#### The problem
Filter the data below for the string "provide" and copy each matching line.

Dataset entries:
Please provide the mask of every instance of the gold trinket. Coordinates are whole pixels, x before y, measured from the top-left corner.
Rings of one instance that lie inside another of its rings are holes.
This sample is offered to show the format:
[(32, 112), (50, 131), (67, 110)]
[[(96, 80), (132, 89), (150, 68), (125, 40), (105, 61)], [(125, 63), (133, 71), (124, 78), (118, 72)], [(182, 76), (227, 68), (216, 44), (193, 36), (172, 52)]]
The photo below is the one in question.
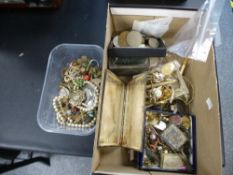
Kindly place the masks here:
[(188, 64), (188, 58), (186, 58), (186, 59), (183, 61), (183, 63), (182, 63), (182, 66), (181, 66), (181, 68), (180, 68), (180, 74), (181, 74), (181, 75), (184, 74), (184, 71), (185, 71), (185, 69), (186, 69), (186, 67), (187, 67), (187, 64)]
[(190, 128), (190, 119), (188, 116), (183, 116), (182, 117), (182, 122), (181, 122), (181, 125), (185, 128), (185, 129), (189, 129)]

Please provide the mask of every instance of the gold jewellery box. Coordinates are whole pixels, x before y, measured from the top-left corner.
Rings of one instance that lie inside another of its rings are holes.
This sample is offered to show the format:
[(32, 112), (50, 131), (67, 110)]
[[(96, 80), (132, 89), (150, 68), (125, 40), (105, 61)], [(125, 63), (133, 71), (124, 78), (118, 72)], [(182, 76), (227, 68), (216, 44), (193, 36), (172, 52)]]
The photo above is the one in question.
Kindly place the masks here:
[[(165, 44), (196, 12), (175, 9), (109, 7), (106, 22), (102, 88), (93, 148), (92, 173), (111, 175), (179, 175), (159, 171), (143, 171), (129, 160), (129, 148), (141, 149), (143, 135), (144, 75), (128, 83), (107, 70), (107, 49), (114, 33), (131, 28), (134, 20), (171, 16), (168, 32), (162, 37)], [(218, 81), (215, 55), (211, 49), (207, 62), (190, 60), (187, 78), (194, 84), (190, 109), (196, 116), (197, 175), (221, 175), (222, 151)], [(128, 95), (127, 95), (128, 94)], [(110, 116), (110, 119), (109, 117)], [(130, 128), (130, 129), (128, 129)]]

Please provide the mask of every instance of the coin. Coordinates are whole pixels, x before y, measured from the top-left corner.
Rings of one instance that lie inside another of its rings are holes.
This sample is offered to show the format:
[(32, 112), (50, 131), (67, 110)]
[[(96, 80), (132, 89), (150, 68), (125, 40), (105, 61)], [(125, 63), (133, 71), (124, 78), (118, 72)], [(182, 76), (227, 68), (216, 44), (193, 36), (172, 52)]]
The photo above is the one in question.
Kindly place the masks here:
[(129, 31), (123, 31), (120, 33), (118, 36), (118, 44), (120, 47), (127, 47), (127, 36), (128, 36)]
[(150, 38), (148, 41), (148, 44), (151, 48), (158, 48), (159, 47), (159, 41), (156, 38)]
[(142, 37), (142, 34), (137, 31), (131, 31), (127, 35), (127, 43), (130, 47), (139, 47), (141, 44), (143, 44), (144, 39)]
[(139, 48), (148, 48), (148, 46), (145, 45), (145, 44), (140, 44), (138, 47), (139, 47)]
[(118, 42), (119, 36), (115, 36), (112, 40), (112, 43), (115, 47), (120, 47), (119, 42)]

---

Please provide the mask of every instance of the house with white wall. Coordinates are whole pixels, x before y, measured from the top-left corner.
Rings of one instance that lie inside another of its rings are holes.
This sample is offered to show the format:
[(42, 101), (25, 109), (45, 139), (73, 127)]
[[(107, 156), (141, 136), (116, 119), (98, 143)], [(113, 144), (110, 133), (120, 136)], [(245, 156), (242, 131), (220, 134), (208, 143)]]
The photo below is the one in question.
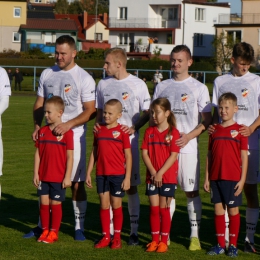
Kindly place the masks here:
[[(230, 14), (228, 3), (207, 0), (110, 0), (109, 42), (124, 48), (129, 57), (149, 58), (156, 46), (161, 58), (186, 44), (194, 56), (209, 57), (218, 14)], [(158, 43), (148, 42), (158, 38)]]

#### Expected answer
Please provide the mask of every instance of the gold trinket. Coordinates are whole pixels, x before y, measured from the top-left corner.
Please provide the mask of every instance of the gold jewellery box. Coordinates are whole pixels, x before y, measured from the top-left corner.
Please provide the mask of every instance of the coin. Coordinates are whole pixels, x before y, measured from the top-left corner.
Please provide the mask of every instance of the house with white wall. Coordinates are whole pixels, x before y, measured from the top-left corner.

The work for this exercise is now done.